Supplied data:

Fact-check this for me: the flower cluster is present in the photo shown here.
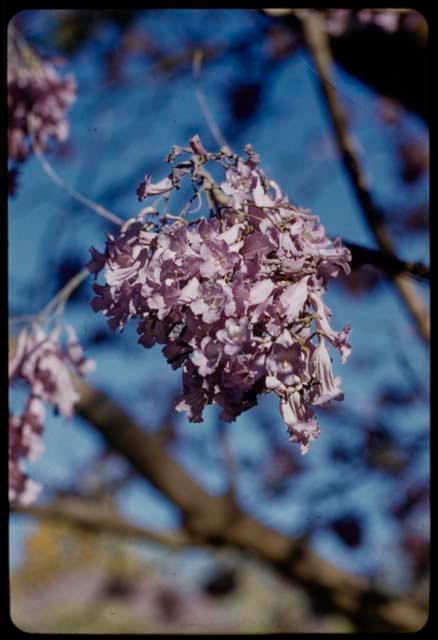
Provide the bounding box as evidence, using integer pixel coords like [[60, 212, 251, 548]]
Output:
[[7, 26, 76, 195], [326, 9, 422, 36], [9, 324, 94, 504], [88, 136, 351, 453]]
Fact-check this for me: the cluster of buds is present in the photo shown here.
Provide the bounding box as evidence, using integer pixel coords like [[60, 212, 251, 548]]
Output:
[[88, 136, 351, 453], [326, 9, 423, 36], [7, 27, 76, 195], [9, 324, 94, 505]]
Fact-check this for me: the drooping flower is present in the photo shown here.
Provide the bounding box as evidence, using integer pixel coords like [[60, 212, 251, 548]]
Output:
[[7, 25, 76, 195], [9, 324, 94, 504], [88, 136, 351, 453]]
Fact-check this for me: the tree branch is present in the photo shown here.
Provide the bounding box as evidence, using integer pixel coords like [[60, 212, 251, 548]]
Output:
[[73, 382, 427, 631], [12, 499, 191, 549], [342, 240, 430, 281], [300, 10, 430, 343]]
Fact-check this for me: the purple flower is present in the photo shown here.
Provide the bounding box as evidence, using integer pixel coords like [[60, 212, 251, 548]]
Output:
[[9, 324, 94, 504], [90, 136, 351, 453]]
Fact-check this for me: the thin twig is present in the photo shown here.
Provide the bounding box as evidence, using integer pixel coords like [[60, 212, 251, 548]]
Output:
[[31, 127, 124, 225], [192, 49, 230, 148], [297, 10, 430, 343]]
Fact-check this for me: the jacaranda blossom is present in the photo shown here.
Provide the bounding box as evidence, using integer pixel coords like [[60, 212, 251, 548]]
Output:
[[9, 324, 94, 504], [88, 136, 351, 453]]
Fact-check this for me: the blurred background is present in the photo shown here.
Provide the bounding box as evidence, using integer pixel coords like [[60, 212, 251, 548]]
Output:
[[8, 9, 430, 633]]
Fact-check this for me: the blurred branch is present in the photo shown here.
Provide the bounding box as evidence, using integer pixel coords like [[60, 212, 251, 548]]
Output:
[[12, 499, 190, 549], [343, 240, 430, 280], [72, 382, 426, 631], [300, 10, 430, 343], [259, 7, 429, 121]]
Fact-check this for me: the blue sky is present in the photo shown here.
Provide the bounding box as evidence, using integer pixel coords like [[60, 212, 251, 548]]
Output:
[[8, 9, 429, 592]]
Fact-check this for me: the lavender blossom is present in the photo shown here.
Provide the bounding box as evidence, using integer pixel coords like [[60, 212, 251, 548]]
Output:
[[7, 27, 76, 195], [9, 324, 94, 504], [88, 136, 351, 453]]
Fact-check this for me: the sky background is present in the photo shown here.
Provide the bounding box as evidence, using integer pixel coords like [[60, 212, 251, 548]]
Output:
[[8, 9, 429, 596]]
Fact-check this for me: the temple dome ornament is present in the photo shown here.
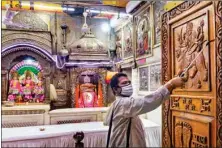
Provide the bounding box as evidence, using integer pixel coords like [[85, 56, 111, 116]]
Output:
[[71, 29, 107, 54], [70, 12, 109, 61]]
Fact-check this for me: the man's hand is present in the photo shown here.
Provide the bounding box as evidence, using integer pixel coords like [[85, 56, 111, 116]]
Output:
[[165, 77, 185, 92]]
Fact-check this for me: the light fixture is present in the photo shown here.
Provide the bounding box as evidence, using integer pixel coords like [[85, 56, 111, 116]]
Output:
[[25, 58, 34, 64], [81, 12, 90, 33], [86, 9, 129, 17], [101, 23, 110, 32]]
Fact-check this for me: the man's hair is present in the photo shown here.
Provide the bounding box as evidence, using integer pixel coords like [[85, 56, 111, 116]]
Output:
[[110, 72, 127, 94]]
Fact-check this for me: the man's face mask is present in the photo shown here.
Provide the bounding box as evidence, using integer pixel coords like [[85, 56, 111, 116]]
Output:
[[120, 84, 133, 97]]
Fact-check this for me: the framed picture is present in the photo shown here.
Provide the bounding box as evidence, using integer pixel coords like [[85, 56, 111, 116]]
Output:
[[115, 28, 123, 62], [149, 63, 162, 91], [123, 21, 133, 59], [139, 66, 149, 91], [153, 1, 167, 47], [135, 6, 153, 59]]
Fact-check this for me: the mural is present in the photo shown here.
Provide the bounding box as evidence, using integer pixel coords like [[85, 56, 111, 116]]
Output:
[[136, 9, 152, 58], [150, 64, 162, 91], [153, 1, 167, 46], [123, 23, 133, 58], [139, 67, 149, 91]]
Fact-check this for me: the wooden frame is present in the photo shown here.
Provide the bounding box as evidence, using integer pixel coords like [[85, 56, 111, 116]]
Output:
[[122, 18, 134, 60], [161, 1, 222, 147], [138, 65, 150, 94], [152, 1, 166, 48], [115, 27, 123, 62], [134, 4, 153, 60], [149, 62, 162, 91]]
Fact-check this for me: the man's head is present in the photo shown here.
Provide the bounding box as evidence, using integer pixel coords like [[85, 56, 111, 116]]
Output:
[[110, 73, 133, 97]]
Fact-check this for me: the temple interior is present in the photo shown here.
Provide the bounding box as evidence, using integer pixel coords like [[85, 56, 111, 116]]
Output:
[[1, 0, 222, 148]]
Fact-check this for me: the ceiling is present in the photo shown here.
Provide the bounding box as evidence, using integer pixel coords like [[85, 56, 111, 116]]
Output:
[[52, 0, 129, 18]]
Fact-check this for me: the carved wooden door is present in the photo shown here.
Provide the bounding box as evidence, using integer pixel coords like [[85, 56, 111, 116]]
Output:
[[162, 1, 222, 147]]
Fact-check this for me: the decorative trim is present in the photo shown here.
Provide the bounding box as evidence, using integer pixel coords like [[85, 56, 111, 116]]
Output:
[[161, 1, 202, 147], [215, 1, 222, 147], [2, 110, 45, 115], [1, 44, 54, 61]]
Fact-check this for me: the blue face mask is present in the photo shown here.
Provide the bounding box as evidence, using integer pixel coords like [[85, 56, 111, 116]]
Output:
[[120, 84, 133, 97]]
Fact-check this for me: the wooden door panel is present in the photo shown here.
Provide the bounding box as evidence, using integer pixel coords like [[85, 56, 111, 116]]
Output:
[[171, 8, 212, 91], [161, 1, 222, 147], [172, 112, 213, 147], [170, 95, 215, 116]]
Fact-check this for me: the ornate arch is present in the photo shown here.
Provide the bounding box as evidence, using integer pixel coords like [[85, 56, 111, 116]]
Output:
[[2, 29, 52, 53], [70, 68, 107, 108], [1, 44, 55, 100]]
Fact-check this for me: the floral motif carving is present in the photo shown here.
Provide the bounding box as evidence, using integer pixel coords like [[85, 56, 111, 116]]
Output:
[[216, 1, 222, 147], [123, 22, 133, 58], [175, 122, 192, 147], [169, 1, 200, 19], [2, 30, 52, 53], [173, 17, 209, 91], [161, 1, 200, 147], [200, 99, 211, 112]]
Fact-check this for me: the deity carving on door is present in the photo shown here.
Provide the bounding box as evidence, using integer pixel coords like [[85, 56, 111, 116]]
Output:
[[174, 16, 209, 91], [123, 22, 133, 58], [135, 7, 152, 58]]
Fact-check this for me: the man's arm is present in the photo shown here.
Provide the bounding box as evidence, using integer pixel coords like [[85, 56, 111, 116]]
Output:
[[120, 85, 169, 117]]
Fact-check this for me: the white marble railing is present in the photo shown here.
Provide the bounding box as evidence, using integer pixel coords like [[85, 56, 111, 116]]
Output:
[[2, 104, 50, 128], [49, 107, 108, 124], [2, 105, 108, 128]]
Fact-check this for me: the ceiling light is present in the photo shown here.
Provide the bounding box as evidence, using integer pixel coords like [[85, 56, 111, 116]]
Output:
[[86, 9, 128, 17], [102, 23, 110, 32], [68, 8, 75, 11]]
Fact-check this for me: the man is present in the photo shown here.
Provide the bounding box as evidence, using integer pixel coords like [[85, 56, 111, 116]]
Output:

Exercise requirements:
Copy the listing lines between the one holding "Fact-check this for me: the floral" and the one holding "7, 152, 58]]", inclusive, and raise every bounding-box coordinate in the outputs by 26. Leave all other text in those lines as it is.

The output:
Fact-check this for me: the floral motif carving is present in the photo shown here.
Provide the bounding box as evidence, using integer pixel coords like [[85, 56, 111, 116]]
Output:
[[242, 27, 248, 173], [149, 48, 159, 84], [201, 148, 218, 173], [195, 27, 226, 45], [28, 56, 78, 79], [199, 43, 235, 117], [187, 27, 226, 173], [226, 125, 237, 138]]
Fact-check this for me: the deity carving on door is present in the photo shown here.
Provide the bounding box as evidence, using integer pixel coords like [[85, 56, 111, 116]]
Output:
[[200, 42, 235, 117], [149, 48, 159, 84], [161, 33, 178, 84]]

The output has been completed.